[start Given records]

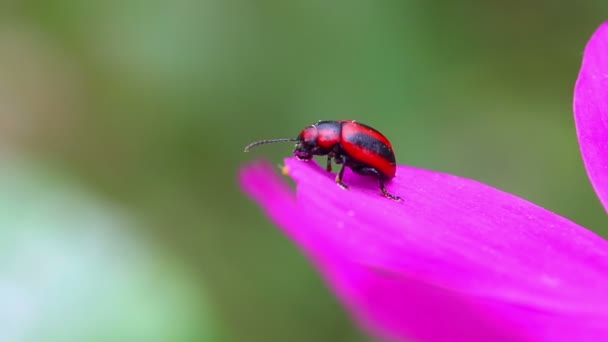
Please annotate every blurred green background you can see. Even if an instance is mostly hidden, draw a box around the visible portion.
[0,0,608,342]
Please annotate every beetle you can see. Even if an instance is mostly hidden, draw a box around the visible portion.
[245,120,400,201]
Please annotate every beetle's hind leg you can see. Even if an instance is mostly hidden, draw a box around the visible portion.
[378,177,401,201]
[336,156,348,190]
[353,166,401,201]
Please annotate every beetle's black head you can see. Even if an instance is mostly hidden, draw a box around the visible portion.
[293,125,318,160]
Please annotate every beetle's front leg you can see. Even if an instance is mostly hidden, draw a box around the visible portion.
[325,152,334,172]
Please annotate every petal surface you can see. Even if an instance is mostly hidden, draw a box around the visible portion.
[574,22,608,211]
[240,158,608,341]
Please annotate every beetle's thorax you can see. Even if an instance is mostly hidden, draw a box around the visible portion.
[294,121,342,160]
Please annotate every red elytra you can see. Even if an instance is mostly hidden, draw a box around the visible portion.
[245,120,400,201]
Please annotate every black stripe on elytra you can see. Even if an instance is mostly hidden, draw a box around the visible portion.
[344,133,395,164]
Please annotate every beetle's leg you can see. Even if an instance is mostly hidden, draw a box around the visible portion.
[325,152,334,172]
[336,156,348,190]
[378,177,401,201]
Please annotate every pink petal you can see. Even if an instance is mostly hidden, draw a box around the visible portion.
[574,22,608,210]
[240,158,608,341]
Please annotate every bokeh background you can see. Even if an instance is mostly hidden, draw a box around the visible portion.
[0,0,608,342]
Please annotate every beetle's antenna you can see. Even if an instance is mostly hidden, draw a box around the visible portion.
[245,138,298,152]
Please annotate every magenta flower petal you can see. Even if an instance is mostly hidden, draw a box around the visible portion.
[574,22,608,210]
[240,158,608,341]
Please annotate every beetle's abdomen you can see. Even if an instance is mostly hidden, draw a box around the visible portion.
[341,121,396,179]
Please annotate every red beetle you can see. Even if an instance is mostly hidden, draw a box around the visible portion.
[245,120,400,201]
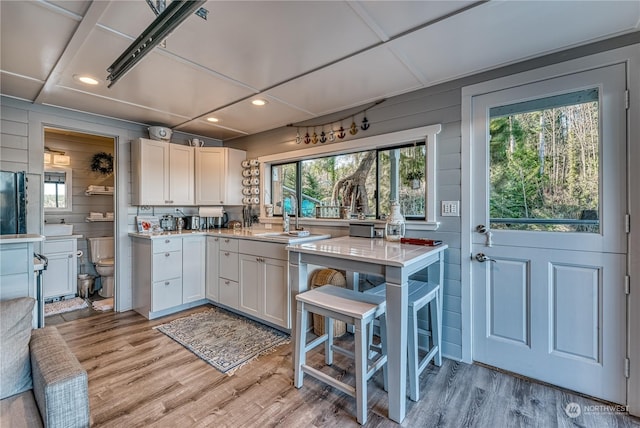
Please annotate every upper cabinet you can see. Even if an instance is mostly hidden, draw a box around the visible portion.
[195,147,246,205]
[131,138,195,205]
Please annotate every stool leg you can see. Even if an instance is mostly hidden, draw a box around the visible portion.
[429,289,442,367]
[355,319,368,425]
[379,315,389,392]
[407,306,420,401]
[293,301,307,388]
[324,315,334,366]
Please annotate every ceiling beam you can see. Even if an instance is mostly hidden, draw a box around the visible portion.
[33,1,111,104]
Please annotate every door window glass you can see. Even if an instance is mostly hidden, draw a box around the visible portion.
[489,89,600,233]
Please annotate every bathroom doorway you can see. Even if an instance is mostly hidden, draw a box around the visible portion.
[43,127,117,324]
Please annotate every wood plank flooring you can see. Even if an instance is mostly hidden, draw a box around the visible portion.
[51,307,640,428]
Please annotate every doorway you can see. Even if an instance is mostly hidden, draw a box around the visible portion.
[470,64,628,403]
[43,127,116,324]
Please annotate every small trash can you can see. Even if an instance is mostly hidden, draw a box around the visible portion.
[78,273,93,299]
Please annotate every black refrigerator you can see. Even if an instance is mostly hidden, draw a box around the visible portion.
[0,171,27,235]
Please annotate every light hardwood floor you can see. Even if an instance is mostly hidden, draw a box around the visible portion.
[52,307,640,428]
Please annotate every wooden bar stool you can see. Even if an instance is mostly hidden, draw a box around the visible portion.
[294,285,387,425]
[364,279,442,401]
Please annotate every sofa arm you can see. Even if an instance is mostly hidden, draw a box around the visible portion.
[29,327,90,427]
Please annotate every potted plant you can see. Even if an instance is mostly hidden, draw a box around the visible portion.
[405,169,424,189]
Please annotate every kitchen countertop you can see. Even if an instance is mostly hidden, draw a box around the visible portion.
[0,233,45,244]
[129,228,331,244]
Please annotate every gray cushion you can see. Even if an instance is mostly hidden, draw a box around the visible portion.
[0,297,35,400]
[0,391,42,428]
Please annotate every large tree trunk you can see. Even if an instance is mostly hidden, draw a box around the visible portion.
[331,151,376,214]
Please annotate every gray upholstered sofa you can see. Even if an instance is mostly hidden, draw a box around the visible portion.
[0,297,90,428]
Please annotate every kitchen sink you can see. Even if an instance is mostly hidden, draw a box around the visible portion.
[43,224,73,236]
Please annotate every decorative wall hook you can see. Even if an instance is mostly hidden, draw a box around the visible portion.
[349,117,358,135]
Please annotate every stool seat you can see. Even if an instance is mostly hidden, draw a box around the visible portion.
[363,279,442,401]
[294,285,387,425]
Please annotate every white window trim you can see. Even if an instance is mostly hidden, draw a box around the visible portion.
[258,123,442,230]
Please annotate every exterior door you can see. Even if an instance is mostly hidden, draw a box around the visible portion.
[471,64,627,403]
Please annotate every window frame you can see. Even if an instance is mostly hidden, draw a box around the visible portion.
[258,124,442,230]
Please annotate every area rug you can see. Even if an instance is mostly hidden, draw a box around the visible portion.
[155,308,290,375]
[44,297,88,317]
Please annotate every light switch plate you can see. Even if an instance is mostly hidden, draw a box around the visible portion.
[440,201,460,217]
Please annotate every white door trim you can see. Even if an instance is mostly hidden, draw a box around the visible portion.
[461,44,640,415]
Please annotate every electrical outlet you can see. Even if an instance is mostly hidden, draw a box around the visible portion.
[440,201,460,217]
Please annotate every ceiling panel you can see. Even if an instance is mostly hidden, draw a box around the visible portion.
[0,1,78,80]
[355,0,475,37]
[180,120,252,140]
[390,1,640,84]
[184,97,313,134]
[267,46,421,115]
[47,86,188,127]
[0,73,43,101]
[55,28,253,118]
[151,1,380,90]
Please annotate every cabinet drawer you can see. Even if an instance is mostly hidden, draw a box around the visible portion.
[220,238,238,253]
[151,278,182,312]
[220,250,238,281]
[153,251,182,281]
[153,238,182,254]
[42,239,75,254]
[238,239,289,260]
[218,278,240,309]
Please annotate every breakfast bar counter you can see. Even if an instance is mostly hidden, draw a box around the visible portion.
[287,236,447,423]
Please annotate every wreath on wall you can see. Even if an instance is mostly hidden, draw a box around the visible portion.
[91,152,113,175]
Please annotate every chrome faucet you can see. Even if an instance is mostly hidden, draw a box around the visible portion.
[291,194,304,230]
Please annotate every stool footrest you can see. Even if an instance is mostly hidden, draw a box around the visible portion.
[300,364,356,397]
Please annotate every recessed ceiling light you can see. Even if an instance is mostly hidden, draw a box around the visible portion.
[73,74,100,85]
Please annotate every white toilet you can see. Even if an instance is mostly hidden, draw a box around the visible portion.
[88,236,115,297]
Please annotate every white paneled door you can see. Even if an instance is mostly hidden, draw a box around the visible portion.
[471,64,627,403]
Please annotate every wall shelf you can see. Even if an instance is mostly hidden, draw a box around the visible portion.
[84,190,113,196]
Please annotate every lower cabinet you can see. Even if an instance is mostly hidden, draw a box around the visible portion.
[239,243,291,328]
[182,236,206,303]
[42,238,78,299]
[131,236,206,319]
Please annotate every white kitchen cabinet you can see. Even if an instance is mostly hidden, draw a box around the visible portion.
[131,238,183,319]
[42,238,78,299]
[182,236,206,303]
[131,138,195,206]
[238,240,291,328]
[218,238,240,309]
[195,147,246,205]
[206,236,220,302]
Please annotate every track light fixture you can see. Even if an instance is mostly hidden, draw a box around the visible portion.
[107,0,206,88]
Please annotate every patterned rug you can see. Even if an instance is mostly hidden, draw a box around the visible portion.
[155,308,290,376]
[44,297,88,317]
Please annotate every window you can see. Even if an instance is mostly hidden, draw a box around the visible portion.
[258,124,441,230]
[271,142,426,219]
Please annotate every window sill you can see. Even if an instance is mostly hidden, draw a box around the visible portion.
[259,217,440,230]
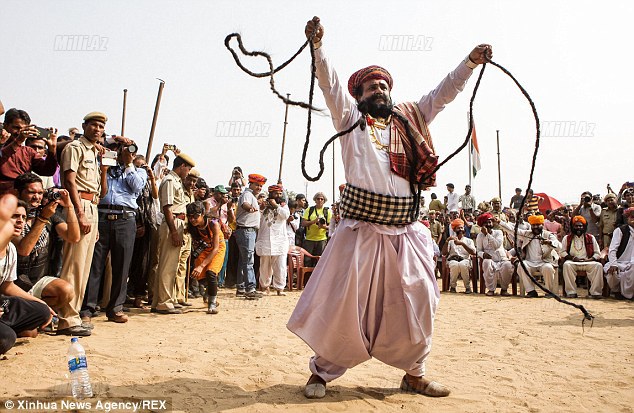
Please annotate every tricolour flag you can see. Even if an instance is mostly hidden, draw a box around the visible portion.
[470,122,482,178]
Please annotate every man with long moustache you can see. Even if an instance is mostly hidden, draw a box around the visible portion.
[561,215,603,299]
[288,17,491,398]
[476,212,513,297]
[500,215,561,298]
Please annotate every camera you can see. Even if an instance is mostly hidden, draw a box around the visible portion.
[42,188,62,202]
[101,150,117,166]
[125,143,139,153]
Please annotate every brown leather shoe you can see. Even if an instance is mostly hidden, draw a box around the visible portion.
[108,311,128,323]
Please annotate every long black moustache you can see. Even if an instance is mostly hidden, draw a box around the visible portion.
[357,96,394,118]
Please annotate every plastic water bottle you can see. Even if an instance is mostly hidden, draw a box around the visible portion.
[68,337,92,399]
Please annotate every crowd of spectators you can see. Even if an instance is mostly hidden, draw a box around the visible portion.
[0,100,634,354]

[end Given records]

Exercise objective: Please lay out the stretch of the listing from the line containing "Please annotate every stool leg" through the line containing "[324,315,334,366]" as a Markdown table with the columns Row and Line. Number each line in the Row column and leave out any blank lines.

Response to the task:
| Row | Line |
|---|---|
| 1 | Please annotate every stool leg you can see. Even if an instance is mostly hidden, draw a box around the visible portion. |
| 2 | [429,289,442,367] |
| 3 | [355,319,368,425] |
| 4 | [379,315,389,392] |
| 5 | [407,306,420,401] |
| 6 | [293,301,307,388] |
| 7 | [324,315,334,366] |